◆ **EXERCISE MATERIAL**
⟨

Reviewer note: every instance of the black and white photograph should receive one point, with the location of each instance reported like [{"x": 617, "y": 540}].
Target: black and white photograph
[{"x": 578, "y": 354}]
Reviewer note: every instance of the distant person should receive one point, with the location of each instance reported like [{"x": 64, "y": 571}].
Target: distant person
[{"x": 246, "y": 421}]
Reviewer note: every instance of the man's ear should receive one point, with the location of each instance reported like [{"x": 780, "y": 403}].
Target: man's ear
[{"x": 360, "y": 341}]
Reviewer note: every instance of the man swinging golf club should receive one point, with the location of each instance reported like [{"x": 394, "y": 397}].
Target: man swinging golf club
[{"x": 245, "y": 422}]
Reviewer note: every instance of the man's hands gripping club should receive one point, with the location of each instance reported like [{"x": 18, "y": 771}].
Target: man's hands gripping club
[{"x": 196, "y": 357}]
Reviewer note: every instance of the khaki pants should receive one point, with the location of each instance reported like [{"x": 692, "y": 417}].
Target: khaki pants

⟩

◆ **SET TASK**
Rewrite the rows in the stretch from the line containing "Reviewer note: every instance of the man's hands" through the end of the rows, replacing "khaki pants" with "gray trousers" and leaving everything else unchanged.

◆ **FULL RESPONSE**
Reviewer note: every instance of the man's hands gripping club should receive one point, with the location of each instance reported like [{"x": 18, "y": 771}].
Target: man's hands gripping club
[{"x": 196, "y": 357}]
Reviewer note: every instance of the gray trousers should receive one point, with the location of each instance reported like [{"x": 692, "y": 417}].
Target: gray trousers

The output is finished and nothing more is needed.